- **Coordinate annotation entries**
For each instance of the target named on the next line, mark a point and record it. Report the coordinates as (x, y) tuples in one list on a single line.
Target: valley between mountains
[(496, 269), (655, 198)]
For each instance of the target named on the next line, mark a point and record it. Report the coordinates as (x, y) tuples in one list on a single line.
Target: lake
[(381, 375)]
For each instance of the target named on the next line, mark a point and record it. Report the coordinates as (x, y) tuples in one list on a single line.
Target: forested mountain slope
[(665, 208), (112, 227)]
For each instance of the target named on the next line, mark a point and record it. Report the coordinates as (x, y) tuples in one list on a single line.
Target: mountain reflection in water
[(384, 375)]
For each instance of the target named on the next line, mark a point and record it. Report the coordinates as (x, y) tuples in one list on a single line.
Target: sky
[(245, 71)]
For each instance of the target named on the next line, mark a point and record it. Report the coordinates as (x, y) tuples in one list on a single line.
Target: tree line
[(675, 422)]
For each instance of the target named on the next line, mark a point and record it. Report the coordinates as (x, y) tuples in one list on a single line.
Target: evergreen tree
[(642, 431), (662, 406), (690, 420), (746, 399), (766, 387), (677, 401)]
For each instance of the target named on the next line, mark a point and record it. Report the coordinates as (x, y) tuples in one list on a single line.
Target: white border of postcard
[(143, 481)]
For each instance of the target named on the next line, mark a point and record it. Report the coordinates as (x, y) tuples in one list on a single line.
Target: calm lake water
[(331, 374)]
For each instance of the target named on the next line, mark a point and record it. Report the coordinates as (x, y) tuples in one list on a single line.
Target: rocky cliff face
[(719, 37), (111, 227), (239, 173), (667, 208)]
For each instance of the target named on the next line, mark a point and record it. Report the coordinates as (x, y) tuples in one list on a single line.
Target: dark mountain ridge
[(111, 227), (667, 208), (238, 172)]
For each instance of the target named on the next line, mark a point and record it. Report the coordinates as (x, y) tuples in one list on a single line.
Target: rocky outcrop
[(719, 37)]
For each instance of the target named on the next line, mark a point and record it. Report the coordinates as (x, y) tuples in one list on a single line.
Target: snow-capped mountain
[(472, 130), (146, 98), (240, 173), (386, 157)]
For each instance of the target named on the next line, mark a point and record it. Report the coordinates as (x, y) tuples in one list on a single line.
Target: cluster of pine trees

- **Task to carry out**
Rewrite all of the data above as a JSON list of strings, one string for each line, leaving out any blank lines.

- **Full answer**
[
  "For each instance of the target named on the next line, mark a point and record it. Report the coordinates as (x, y) tuples in one list on a single line.",
  "Target: valley between mountains",
  "[(496, 269), (655, 198)]",
  "For each instance of the target named on the next line, mark a point and record it. Report the coordinates as (x, y) tuples in one list on a single line.",
  "Target: lake",
  "[(381, 375)]",
  "For each instance of the target named on the next line, mark a point and record it. Report the coordinates as (x, y) tuples in one list on a single line.",
  "Target: forested mountain slope",
  "[(665, 208), (112, 227)]",
  "For each instance of the target named on the next line, mark a point and record it. Report the coordinates as (x, y) tuples in one list on a single line.",
  "Target: mountain reflection in water",
  "[(384, 375)]",
  "For each instance of the target named on the next line, mark a point and record it. Report the coordinates as (x, y) tuples in one list on a single line.",
  "Target: sky",
  "[(245, 71)]",
  "For each instance of the target named on the next line, mark a point and record it. Report the coordinates as (x, y) tuples in one list on a single line.",
  "Target: tree line",
  "[(675, 422)]",
  "For each instance of the target named on the next line, mark a point and record it. Report the coordinates as (x, y) tuples in one list on a single line.",
  "Target: evergreen tree",
  "[(642, 431), (662, 406), (690, 420), (746, 399), (766, 387), (677, 401)]",
  "For each instance of the target named on the next line, mark a point and record it. Report the coordinates as (x, y) tuples in one list on a single line.",
  "Target: white border of postcard",
  "[(143, 481)]",
  "For each instance of the target named on the next line, mark a point and record it. Report the coordinates as (x, y) tuples in one list on a single line.",
  "Target: calm lake water",
  "[(331, 374)]",
  "For each instance of the target named on the next line, mark a point and record it. Report the coordinates as (x, y) tuples in one list on a single line.",
  "Target: rocky cliff face",
  "[(719, 37), (111, 227), (239, 173), (667, 208)]",
  "For each instance of the target named on the next line, mark a point and record it. Report the coordinates as (x, y) tuples in one list on a single line.",
  "Target: dark mountain ridge",
  "[(111, 227), (667, 208), (238, 172)]",
  "For each instance of the target named on the next line, mark a point and record it. Report the coordinates as (x, y) tuples in one list on a single line.",
  "Target: rocky outcrop",
  "[(719, 37)]",
  "For each instance of the target named on the next line, mark a point and record it. Report the coordinates as (x, y) tuples in one list on a single line.",
  "Target: snow-capped mountain",
  "[(472, 130), (146, 98), (240, 173), (386, 157)]",
  "For each instance of the target named on the next line, mark a point and record it. Report the coordinates as (x, y) tuples in one list on a single line.",
  "Target: cluster of pine trees"
]